[Point labeling dataset excerpts]
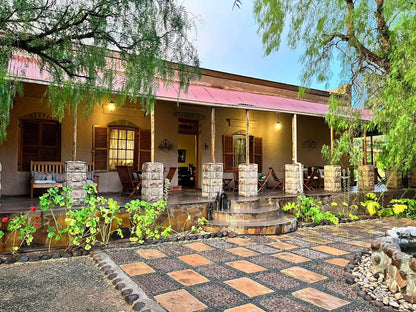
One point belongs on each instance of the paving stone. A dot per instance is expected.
(303, 274)
(330, 250)
(277, 280)
(245, 266)
(195, 260)
(264, 249)
(240, 241)
(180, 300)
(242, 252)
(320, 299)
(150, 253)
(248, 287)
(137, 268)
(154, 283)
(270, 262)
(199, 247)
(167, 264)
(338, 261)
(216, 271)
(309, 253)
(283, 245)
(188, 277)
(245, 308)
(291, 257)
(285, 304)
(215, 295)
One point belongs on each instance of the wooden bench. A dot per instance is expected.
(52, 168)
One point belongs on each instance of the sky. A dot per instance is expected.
(227, 40)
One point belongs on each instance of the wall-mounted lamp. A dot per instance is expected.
(277, 125)
(111, 106)
(165, 144)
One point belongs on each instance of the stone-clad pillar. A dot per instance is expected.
(247, 179)
(76, 179)
(152, 185)
(293, 178)
(212, 174)
(366, 178)
(332, 178)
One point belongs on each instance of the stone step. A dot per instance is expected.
(283, 224)
(258, 214)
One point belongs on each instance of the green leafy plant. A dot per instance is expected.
(21, 229)
(144, 220)
(309, 210)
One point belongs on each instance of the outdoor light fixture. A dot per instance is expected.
(277, 124)
(111, 106)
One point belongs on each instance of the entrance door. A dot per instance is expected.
(187, 153)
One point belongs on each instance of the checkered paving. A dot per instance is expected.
(299, 271)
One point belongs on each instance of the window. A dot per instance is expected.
(39, 140)
(234, 151)
(118, 145)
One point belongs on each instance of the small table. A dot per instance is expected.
(225, 183)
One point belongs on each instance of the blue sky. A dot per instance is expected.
(227, 40)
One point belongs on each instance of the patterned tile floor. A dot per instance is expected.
(299, 271)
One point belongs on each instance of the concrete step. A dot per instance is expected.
(258, 214)
(283, 224)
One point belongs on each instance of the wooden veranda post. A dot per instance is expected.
(294, 139)
(74, 135)
(365, 147)
(248, 137)
(213, 134)
(152, 134)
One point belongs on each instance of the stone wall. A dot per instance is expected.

**To do:**
Starting at the line that contains "One point belongs on each instance of the wall-mounted", retype each line through the end of the listing above and nothing else.

**Final result:**
One point belongs on each instance of the wall-mounted lamp. A dot per instance is expected.
(277, 125)
(111, 106)
(165, 144)
One point belongs on each instance of the stone-clad pillar. A dot per instance is expected.
(247, 179)
(76, 179)
(152, 185)
(293, 178)
(212, 174)
(366, 178)
(332, 178)
One point belongs on each instance of the stone step. A dot per instance is expected.
(283, 224)
(258, 214)
One point belongs on each instance of the green leafy plant. A dot per instance is expected.
(21, 229)
(144, 220)
(309, 210)
One point belongs on each instance of the outdoor light fixture. A dot per instance is expected.
(277, 124)
(111, 106)
One point belongs on each instance of the entrance door. A dot per instance is expected.
(187, 153)
One point belongs on each instance of the checkered paving. A dot per instance is expected.
(299, 271)
One point belongs on each instance of the window. A dot per instance is expected.
(39, 140)
(234, 151)
(118, 145)
One point belongs on each instance of the small table. A dot per instance is expected.
(225, 183)
One point belongs on each instance of the blue sky. A dot per instance is expected.
(227, 40)
One point belongs on each instance of the patterned tile floor. A dot per instance is expected.
(299, 271)
One point belongs on each instance of the concrete step. A dot per instance is expected.
(258, 214)
(283, 224)
One point belongs on each instance of the wooden veranda post. A dot per instance is expected.
(294, 139)
(74, 135)
(365, 147)
(248, 137)
(213, 134)
(152, 134)
One point belongs on each instance of the stone wall. A dot per instance is expected.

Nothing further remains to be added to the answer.